:: Task data ::

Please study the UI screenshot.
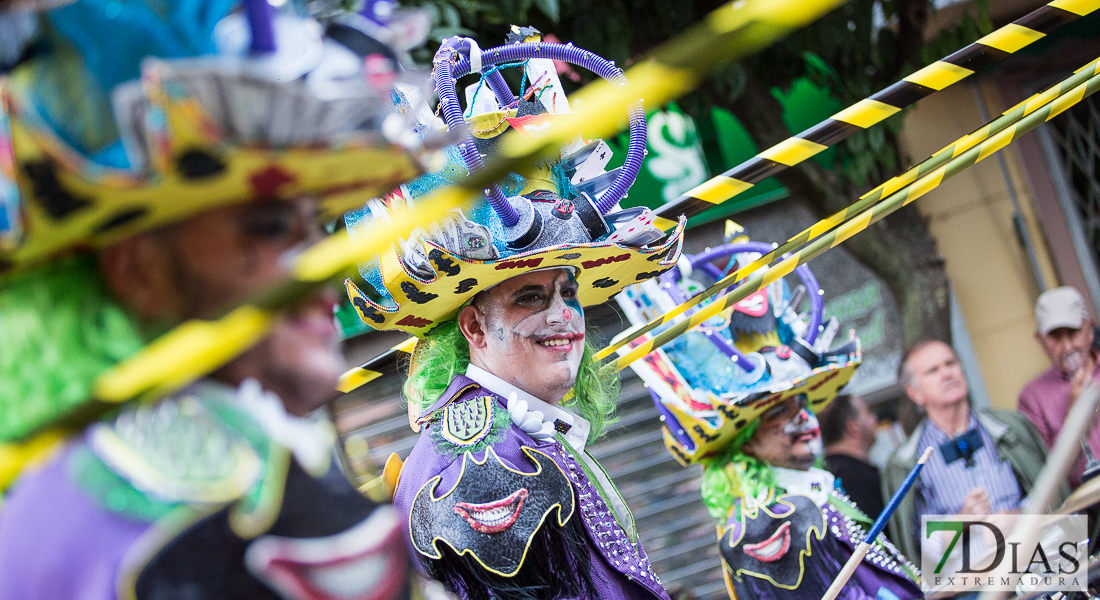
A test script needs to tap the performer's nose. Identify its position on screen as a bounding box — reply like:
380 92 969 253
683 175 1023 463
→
546 295 566 325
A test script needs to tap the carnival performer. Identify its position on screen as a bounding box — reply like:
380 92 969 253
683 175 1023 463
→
342 27 684 600
615 234 922 600
0 1 443 598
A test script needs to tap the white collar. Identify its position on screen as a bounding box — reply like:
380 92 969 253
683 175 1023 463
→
465 364 591 452
189 378 336 476
772 466 836 508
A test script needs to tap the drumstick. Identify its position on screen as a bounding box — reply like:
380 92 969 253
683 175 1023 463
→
821 447 934 600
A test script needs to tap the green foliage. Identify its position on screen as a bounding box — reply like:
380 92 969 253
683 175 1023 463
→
404 0 559 60
921 0 995 65
410 0 992 194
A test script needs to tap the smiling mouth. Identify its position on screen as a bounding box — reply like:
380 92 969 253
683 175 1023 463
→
453 489 529 534
743 521 792 562
792 427 820 443
536 333 584 349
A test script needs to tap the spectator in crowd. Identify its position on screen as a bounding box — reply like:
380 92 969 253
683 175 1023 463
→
1019 286 1100 488
820 394 886 521
882 340 1062 562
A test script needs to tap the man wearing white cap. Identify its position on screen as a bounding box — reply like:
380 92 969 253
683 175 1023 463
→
1019 286 1100 488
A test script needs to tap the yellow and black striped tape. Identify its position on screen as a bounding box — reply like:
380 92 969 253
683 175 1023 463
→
9 0 848 443
651 0 1100 230
597 54 1100 361
610 66 1100 372
336 336 417 394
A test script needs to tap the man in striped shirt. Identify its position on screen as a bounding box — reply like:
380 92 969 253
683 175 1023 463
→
881 340 1063 564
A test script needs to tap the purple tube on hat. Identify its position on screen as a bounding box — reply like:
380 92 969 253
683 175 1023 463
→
243 0 276 55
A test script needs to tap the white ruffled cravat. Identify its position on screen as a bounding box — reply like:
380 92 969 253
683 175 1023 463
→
465 364 591 452
772 466 836 507
234 378 336 475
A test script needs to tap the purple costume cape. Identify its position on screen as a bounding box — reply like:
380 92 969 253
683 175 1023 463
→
394 375 669 600
0 445 150 600
0 385 418 600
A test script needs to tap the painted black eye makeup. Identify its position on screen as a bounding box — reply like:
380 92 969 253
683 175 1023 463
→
763 403 790 422
238 208 299 242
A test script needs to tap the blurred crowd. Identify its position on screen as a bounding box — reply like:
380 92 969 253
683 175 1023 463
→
818 285 1098 560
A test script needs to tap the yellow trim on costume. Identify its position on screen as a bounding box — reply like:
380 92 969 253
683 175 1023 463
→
89 414 263 505
228 443 292 540
383 453 404 499
440 395 496 446
117 504 228 600
410 447 575 577
0 429 68 492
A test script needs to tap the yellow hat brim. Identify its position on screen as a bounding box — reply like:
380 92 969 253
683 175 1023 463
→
346 217 687 337
630 339 862 466
0 67 422 272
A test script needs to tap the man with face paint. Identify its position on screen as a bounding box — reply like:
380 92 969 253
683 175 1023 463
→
614 238 922 600
710 394 922 600
341 29 685 600
0 2 442 600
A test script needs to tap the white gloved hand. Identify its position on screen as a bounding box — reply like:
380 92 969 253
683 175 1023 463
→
506 393 556 440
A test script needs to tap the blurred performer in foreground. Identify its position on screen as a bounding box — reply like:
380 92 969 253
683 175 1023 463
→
342 27 685 600
0 1 442 598
615 233 922 599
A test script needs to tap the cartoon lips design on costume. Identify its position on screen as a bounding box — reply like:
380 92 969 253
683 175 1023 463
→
410 447 575 575
246 505 408 600
454 488 529 533
719 494 826 588
742 521 791 562
733 289 769 317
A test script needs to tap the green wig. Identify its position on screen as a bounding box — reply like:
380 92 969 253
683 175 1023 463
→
403 320 620 442
700 400 828 520
700 419 777 520
0 254 145 441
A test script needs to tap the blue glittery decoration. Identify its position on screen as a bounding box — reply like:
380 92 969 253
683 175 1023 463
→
656 281 798 398
345 206 397 308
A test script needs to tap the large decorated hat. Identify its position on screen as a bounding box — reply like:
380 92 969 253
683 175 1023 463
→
614 234 861 467
0 0 434 272
0 0 434 451
344 27 685 337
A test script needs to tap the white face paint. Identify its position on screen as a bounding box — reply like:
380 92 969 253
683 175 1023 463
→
467 269 585 404
781 404 823 460
747 395 823 470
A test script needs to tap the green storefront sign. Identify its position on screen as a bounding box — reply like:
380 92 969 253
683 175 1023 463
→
608 77 840 227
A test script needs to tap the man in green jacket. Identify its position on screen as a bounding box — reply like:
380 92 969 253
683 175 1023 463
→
881 340 1066 563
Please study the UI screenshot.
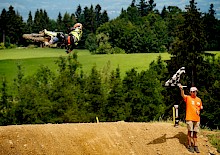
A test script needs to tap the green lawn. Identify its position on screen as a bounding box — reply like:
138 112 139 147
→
0 48 68 60
1 48 220 85
207 51 220 57
1 48 220 90
78 52 171 76
0 48 170 84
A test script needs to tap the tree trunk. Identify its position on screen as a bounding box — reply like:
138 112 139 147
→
3 30 5 44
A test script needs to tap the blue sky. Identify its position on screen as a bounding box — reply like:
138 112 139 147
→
0 0 219 21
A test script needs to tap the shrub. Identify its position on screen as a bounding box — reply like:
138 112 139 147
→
111 47 125 54
159 45 167 53
96 42 112 54
7 44 17 49
4 43 17 49
85 33 98 53
208 133 220 153
0 42 6 50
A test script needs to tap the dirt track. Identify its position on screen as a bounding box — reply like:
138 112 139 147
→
0 122 219 155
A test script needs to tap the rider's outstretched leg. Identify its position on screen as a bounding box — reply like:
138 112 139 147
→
65 35 77 54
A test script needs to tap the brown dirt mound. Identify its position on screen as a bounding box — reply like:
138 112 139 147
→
0 122 219 155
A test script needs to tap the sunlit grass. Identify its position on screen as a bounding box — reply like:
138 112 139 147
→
0 48 67 60
208 133 220 153
0 48 171 84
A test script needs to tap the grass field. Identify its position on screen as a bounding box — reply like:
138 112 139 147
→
0 48 171 84
1 48 219 85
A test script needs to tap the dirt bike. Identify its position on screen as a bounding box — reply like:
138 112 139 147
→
22 30 66 48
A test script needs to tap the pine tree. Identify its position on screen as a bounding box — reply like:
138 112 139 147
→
160 6 168 19
165 6 184 50
123 68 140 121
43 10 50 29
106 67 127 121
138 69 165 121
63 12 74 31
26 11 33 33
0 9 7 43
75 5 83 22
101 10 109 24
89 5 96 33
131 0 136 7
168 0 206 86
38 9 45 30
95 4 102 29
119 8 127 19
0 78 13 125
137 0 147 17
3 5 25 44
146 0 156 13
56 12 64 31
126 3 141 24
6 5 16 43
84 66 106 121
33 9 40 32
203 4 219 50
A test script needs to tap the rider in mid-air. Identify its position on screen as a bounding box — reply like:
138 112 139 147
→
65 23 83 54
44 23 83 54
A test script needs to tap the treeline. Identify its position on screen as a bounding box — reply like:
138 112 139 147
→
90 0 220 53
0 52 220 129
0 0 220 52
0 53 166 124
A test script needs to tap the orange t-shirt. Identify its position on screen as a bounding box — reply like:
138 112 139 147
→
184 95 203 122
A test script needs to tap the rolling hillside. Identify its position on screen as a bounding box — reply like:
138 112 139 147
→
0 48 170 83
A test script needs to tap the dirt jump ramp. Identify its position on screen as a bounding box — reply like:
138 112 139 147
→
0 122 218 155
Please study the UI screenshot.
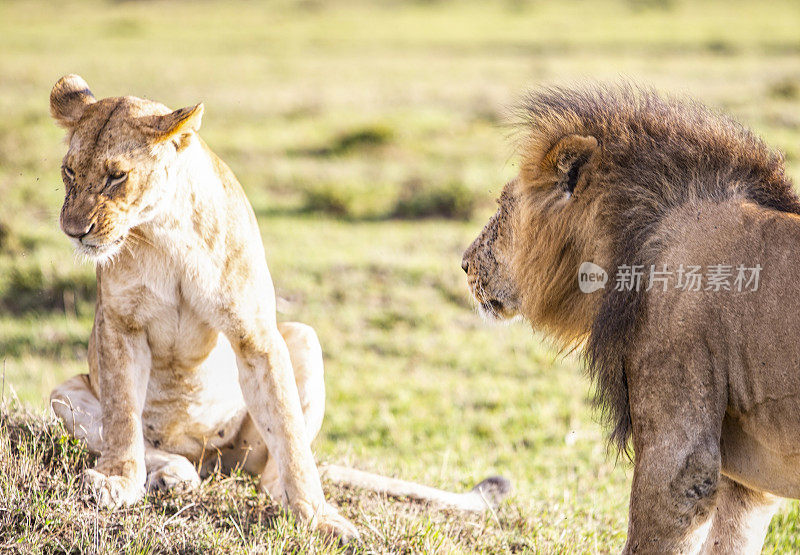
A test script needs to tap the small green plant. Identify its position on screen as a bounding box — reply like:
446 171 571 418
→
0 222 23 255
768 78 800 100
291 124 394 157
1 264 95 315
332 125 393 154
392 179 477 221
704 39 736 55
300 184 355 217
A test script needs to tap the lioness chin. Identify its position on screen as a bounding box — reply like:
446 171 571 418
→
48 74 509 542
464 84 800 553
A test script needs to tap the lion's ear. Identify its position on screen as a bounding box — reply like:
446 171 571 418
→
50 74 96 129
541 134 598 193
142 103 204 149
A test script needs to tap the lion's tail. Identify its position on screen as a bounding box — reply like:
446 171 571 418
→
319 464 510 511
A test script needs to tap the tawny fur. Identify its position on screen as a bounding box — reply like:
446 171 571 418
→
463 83 800 553
48 75 508 543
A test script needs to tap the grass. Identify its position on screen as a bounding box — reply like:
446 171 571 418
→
1 401 533 553
0 0 799 551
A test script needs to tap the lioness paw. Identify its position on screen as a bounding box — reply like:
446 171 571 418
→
146 459 201 493
314 504 360 543
289 497 359 542
81 469 144 509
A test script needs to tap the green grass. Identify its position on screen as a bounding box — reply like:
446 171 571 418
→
1 0 799 551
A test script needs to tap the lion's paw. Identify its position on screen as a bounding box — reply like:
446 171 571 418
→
317 512 361 543
81 468 144 509
315 505 360 543
146 458 201 493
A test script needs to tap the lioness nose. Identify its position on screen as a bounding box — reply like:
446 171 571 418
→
63 221 95 239
461 257 469 274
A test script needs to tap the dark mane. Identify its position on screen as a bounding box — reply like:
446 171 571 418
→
522 84 800 457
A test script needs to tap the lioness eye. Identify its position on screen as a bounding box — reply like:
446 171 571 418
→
62 166 75 180
105 170 128 189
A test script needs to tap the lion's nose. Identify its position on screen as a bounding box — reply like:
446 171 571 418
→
461 257 470 274
63 221 95 240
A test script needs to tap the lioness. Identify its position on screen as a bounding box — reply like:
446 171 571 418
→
48 75 508 541
463 84 800 553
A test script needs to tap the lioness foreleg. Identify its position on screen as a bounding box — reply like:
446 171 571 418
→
226 312 357 541
203 322 325 477
700 476 780 554
52 372 202 494
79 312 151 509
247 322 325 488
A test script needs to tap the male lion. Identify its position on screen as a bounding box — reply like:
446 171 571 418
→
462 84 800 553
48 75 508 541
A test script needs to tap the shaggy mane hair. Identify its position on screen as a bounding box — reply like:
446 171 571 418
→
519 84 800 457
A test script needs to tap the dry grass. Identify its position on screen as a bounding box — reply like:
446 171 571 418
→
0 401 553 553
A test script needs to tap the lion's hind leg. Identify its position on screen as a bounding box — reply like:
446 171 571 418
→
145 446 201 493
278 321 325 441
50 374 104 454
50 373 201 494
700 476 780 554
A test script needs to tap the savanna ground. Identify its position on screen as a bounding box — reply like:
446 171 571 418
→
1 0 800 552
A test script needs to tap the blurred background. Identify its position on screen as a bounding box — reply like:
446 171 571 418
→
1 0 799 550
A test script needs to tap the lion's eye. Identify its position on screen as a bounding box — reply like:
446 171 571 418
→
105 170 128 189
62 166 75 181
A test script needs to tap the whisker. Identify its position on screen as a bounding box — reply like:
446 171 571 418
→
128 229 155 249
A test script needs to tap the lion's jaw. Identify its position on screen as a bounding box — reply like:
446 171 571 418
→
466 271 521 323
462 187 522 323
69 234 127 264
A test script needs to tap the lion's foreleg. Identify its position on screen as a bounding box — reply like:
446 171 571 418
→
248 321 326 497
624 353 728 554
699 476 780 554
228 317 358 541
206 322 325 478
50 371 200 495
625 442 719 554
81 310 151 509
232 325 321 504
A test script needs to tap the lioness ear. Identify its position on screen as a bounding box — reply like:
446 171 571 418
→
143 103 204 149
541 134 598 194
50 74 96 129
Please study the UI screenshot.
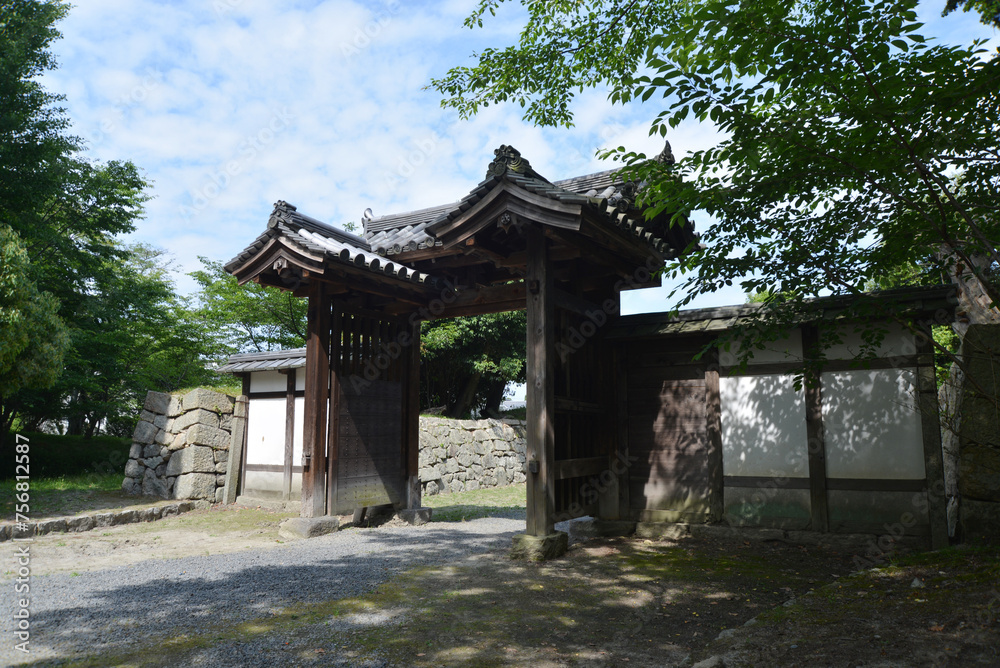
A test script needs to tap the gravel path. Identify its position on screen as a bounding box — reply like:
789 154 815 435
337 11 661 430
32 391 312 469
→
1 517 530 667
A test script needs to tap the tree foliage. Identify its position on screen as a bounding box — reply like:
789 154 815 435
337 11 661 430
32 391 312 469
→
189 258 308 354
433 0 999 366
421 311 526 418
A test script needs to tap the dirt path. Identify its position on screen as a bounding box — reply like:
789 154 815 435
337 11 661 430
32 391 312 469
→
3 504 297 578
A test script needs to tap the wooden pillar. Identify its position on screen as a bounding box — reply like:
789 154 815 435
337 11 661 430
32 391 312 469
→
406 320 422 509
704 349 725 522
222 395 248 504
916 330 949 549
301 281 331 518
802 326 830 533
526 224 556 536
240 374 250 494
281 369 296 501
325 305 342 515
614 346 632 521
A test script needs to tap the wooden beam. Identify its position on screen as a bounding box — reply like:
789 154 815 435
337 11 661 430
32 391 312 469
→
431 282 528 320
281 369 296 500
554 396 604 414
916 330 949 549
615 346 632 520
554 457 607 480
301 282 331 518
802 325 830 533
551 288 602 318
525 224 556 537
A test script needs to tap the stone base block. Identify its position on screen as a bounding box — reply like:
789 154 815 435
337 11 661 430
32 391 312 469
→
279 516 340 540
960 498 1000 543
398 508 433 525
567 518 636 540
635 522 691 540
510 531 569 561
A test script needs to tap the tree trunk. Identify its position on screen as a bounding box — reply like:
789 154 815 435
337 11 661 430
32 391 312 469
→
445 370 483 419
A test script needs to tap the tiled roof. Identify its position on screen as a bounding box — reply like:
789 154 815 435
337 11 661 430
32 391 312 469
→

:::

Requirement —
Wherever a line in the records above includes "green", count it, then give the total and nothing besides.

Result of the task —
7